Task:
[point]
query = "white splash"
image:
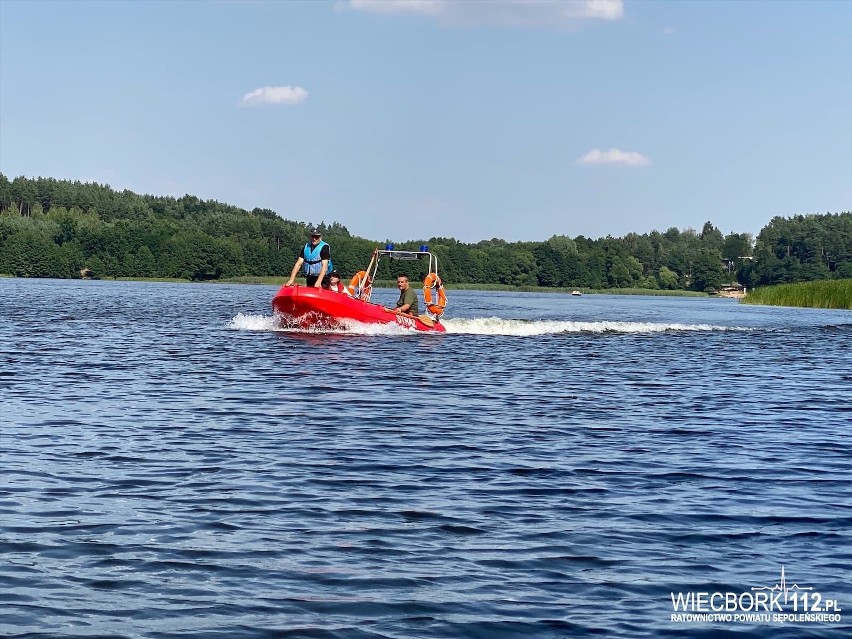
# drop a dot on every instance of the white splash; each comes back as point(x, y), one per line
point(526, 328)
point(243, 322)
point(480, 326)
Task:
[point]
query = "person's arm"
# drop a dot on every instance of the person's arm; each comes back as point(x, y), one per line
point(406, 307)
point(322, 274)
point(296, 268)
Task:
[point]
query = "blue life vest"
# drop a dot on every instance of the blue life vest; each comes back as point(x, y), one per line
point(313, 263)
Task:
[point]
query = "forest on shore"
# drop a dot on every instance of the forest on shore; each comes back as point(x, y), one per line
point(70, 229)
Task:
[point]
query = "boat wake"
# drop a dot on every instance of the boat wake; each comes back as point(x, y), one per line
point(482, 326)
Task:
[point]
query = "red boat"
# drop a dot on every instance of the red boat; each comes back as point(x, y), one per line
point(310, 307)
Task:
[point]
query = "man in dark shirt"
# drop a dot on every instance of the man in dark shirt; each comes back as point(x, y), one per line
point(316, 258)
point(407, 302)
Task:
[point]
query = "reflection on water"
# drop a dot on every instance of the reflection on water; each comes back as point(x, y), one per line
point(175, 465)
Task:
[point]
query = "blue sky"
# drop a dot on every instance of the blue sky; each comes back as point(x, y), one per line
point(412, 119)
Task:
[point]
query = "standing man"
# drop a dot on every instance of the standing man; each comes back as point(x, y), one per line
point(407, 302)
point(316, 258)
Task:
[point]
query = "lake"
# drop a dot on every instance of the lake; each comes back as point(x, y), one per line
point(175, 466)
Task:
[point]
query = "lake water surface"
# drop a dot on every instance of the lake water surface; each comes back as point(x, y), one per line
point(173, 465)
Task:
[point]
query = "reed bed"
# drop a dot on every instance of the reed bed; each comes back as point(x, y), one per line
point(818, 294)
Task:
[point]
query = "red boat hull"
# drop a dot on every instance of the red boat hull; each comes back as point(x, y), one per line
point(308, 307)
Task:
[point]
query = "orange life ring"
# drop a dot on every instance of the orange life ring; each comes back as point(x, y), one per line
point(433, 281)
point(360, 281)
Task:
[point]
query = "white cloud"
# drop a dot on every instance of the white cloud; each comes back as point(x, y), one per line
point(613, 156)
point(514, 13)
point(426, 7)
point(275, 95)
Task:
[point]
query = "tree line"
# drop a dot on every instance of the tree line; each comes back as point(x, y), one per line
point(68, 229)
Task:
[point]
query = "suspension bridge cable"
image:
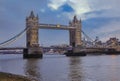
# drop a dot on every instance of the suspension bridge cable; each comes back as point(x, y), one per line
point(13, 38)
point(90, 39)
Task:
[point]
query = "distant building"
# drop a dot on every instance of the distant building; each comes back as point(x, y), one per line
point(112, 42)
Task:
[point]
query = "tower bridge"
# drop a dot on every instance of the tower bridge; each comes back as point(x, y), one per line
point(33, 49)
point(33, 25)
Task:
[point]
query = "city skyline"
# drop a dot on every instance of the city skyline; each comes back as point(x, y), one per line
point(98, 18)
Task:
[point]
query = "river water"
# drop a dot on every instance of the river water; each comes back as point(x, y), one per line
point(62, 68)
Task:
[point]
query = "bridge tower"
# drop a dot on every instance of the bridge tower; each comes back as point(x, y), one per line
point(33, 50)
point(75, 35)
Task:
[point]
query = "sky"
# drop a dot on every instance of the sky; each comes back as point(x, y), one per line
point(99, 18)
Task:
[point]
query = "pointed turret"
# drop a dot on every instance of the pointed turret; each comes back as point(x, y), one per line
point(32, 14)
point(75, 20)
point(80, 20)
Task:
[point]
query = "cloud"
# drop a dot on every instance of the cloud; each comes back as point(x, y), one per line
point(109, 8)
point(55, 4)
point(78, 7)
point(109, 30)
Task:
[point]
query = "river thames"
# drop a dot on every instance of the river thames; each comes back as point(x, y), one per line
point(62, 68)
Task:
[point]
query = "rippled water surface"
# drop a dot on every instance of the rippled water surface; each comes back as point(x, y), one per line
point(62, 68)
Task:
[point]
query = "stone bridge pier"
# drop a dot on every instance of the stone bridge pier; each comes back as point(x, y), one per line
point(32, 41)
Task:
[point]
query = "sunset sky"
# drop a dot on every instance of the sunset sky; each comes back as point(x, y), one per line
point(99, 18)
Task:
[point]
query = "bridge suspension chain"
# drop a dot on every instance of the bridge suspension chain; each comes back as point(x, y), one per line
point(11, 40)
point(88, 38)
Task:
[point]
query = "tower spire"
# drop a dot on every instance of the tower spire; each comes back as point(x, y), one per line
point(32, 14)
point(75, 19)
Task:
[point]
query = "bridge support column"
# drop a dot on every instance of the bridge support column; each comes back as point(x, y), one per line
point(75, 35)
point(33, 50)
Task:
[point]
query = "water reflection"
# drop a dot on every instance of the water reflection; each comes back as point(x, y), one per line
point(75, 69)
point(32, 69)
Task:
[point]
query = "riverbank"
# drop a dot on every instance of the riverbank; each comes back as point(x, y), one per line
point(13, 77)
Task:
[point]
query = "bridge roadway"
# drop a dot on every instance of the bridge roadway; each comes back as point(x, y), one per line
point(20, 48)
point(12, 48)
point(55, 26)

...

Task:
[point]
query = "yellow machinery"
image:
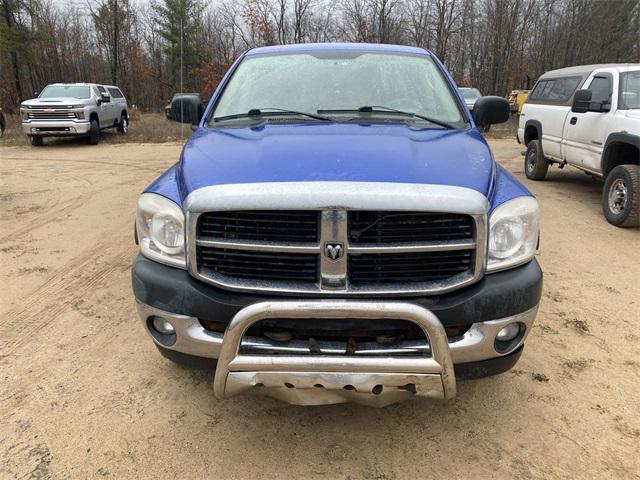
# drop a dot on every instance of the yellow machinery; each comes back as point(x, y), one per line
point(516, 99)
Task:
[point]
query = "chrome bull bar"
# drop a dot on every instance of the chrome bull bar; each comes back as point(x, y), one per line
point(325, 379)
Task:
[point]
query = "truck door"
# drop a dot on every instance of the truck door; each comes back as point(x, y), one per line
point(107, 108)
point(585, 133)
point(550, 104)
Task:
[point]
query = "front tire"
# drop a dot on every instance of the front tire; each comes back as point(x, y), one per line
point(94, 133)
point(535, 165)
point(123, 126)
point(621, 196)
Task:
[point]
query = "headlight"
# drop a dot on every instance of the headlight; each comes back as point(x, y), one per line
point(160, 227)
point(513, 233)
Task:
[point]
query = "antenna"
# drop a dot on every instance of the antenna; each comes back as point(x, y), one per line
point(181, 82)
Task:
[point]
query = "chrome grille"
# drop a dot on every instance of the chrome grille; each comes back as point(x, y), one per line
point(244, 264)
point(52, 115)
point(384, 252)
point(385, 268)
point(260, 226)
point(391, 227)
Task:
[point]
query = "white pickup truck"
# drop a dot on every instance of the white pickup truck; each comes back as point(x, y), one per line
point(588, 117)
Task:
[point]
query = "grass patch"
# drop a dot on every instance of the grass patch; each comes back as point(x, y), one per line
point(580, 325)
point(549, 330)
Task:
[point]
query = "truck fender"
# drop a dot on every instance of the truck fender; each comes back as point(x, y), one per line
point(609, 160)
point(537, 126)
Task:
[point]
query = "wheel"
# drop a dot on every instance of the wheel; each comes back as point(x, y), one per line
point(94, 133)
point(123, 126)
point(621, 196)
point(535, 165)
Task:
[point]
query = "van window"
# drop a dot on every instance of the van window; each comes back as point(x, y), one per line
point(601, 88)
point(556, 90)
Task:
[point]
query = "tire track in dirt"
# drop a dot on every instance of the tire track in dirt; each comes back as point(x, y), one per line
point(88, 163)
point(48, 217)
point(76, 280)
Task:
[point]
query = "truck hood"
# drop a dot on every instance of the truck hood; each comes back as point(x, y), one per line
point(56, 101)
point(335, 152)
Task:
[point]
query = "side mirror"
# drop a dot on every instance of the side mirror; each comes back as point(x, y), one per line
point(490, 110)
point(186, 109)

● Objective:
Report every line in the entries above that contains the word "truck", copying each line in full.

● Problem solution:
query = "truck door"
# drop a dot on every instance of the truck door; each comes back as point(x, y), one per line
query = "white pickup truck"
# drop a dot on every instance of the white pickup truck; each comes back as point(x, y), one per line
query = "truck fender"
# drop a dot on every instance of the truck fender; each comes back as point(x, y), one per line
query = "truck hood"
# drop a dot on every instance of the truck hood; each comes back as point(x, y), one per line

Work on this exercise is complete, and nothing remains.